**Texto de origem:**
▼▼▼
Humilhação e vergonha são produto de relações individuais entre empregados e patrões

Nesta semana, em diversas regiões do país, trabalhadoras e trabalhadores se postaram de joelhos nas ruas e avenidas orando e clamando pela reabertura das atividades comerciais, sob imposição dos patrões.

Sugiro aos parlamentares de todos os partidos e aos ministros do Supremo Tribunal Federal que, mesmo tardiamente, vejam as consequências de suas decisões.  As humilhações impostas pela classe patronal, revelam cenas de submissão, que ocorrem quando o trabalhador ou trabalhadora se apresenta individualmente frente ao patrão, sem a devida proteção de seus sindicatos.

Como muito bem escreveu o jurista Wilson Ramos Filho (Xixo), para a classe patronal “não basta explorar os trabalhadores, é necessário humilhá-los, fazer com que se curvem, se ajoelhem para preservar seus empregos”.

As imagens são fortes e revelam a estratégia patronal baseada na humilhação pública como forma de dominação. As cenas são tristes e explicitam o oportunismo de empregadores sem sensibilidade, que se orientam por valores e padrões de comportamento típicos de senhores de escravos e seus vigias armados de tacões.

A classe trabalhadora e suas organizações sindicais têm agido de forma civilizada, discutindo, dialogando e apresentando suas razões no parlamento e nos tribunais, mas cresce a percepção de que diante de violências como estas serão necessárias reações à altura.

Todos estamos assustados e sofrendo com as vidas que o Brasil tem perdido com a pandemia do Covid 19. A postura irresponsável do governo federal que desprezou a gravidade da situação está resultando, não apenas em um crescimento assustador da contaminação e das mortes, mas também na superlotação dos hospitais. Em alguns estados já não há respiradores suficientes e as UTIs estão lotadas.
▲▲▲
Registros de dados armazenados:
▼▼▼
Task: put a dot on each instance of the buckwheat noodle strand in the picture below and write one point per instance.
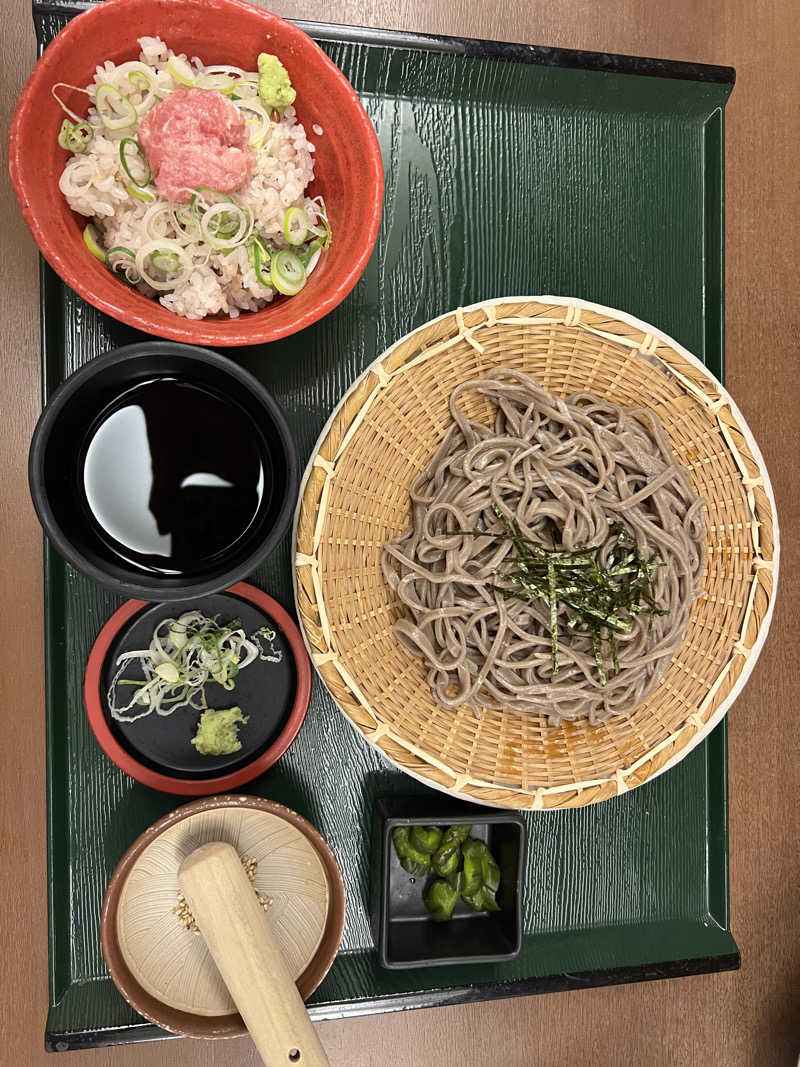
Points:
(565, 471)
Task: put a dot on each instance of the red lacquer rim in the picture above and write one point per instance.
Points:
(94, 701)
(254, 328)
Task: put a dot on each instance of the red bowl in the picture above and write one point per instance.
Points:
(348, 168)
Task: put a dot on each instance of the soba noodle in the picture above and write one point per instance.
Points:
(568, 472)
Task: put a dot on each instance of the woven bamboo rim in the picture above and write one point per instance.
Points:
(355, 495)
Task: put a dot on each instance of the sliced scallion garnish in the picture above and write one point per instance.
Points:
(76, 138)
(144, 194)
(260, 259)
(141, 164)
(296, 225)
(287, 273)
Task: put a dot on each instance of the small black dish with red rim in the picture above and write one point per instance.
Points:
(156, 749)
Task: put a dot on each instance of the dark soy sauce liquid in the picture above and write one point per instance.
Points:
(173, 475)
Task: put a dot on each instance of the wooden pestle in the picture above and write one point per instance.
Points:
(239, 937)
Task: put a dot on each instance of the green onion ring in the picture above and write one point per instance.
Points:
(287, 273)
(126, 166)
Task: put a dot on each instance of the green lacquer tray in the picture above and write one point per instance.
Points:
(510, 170)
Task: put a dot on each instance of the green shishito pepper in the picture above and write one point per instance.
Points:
(481, 876)
(465, 868)
(426, 839)
(441, 900)
(447, 858)
(412, 859)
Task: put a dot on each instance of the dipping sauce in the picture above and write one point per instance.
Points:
(173, 475)
(196, 137)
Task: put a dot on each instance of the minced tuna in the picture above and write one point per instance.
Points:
(196, 137)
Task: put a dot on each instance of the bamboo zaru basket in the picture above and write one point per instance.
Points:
(355, 496)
▲▲▲
**Tarefa 1:**
Com base no texto sobre humilhação no trabalho, responda:
(a) Em que posição os trabalhadores se postaram nas ruas e avenidas?
(b) Qual jurista é citado no texto?
(c) O que já não há em quantidade suficiente em alguns estados?
**Tarefa 2:** Resuma em duas frases o texto sobre humilhação no trabalho.
**Tarefa 3:** Prossiga o texto sobre humilhação no trabalho a partir do ponto em que ele termina.

**Resposta 1:**
(a) De joelhos.
(b) Wilson Ramos Filho (Xixo).
(c) Respiradores.

**Resposta 2:** Trabalhadores se ajoelharam nas ruas pedindo a reabertura do comércio, sob imposição dos patrões, e o texto vê nessas cenas a humilhação patronal contra empregados que se apresentam sem a proteção de seus sindicatos. Os trabalhadores e os sindicatos têm agido de forma civilizada, mas cresce a percepção de que serão necessárias reações à altura, enquanto a postura irresponsável do governo federal diante da Covid 19 resulta em mais mortes e em hospitais superlotados.

**Resposta 3:**
Diante de uma situação dramática como essa, frente às insuficientes medidas adotadas para estancar a contaminação e à insuficiente liberação de recursos para garantir o pagamento dos salários, trabalhadores e trabalhadoras encontram-se ameaçados pelo rebaixamento salarial e desemprego. Desesperados porque precisam de recursos para sobreviver submetem-se a situações degradantes, muito bem retratadas nas imagens de homens e mulheres de joelhos em frente às lojas. Elas simbolizam e evidenciam até onde a dominação sem defesa coletiva pode submeter aqueles que vivem de salários à espoliação e à desmoralização.

Dirijo-me, portanto aos parlamentares e integrantes do Poder Judiciário para lhes chamar a atenção sobre as consequências de suas decisões, tomadas sem considerar os argumentos apresentados pelos sindicalistas e advogados dos trabalhadores.

Estas manifestações são organizadas por empregadores que tratam seus trabalhadores como coisas sem alma, que podem ser usadas para todo e qualquer tipo de atividade que favoreçam seus interesses e propiciem condições adequadas para acumularem riqueza.

A MP 936 continuará a promover este tipo de situação, caso o Congresso Nacional não faça alterações que garantam a presença dos sindicatos nas negociações e a cobertura integral do salário dos trabalhadores durante a pandemia. A classe trabalhadora já se vê ameaçada pela Covid19 e vê crescer o risco de contaminação caso prevaleçam as decisões precipitadas de suspensão do isolamento social. Cresce o risco de morte frente à superlotação de hospitais e inexistência de respiradores e UTIs suficientes para atender a população.

Acordos individuais são realizados aos milhares, pois a situação é dramática. Desamparados os trabalhadores não têm como se livrar de acordos individuais com retirada de direitos e remunerações rebaixadas. E ainda por cima, a classe patronal oferece esta cena lamentável. Trabalhadores e trabalhadoras uniformizados, se postam de joelhos, em frente às lojas, para pedir em posição de oração, reabertura assassina do comércio em um Estado que já tem o sistema hospitalar em colapso. Lugar onde nem todos que se apresentam contaminados conseguem respiradores e internamento adequado para enfrentar este forte vírus, chamado por Bolsonaro de “gripezinha”.

Está certo o jurista e professor de direito Wilson Ramos Filho (Xixo): a classe patronal expôs com esta atitude “o capitalismo como ele realmente é, sem mediações, sem ocultação ideológica”. Até quando vamos resistir de forma passiva a essas agressões? Até quando veremos nossa gente ser submetida a humilhações como essas?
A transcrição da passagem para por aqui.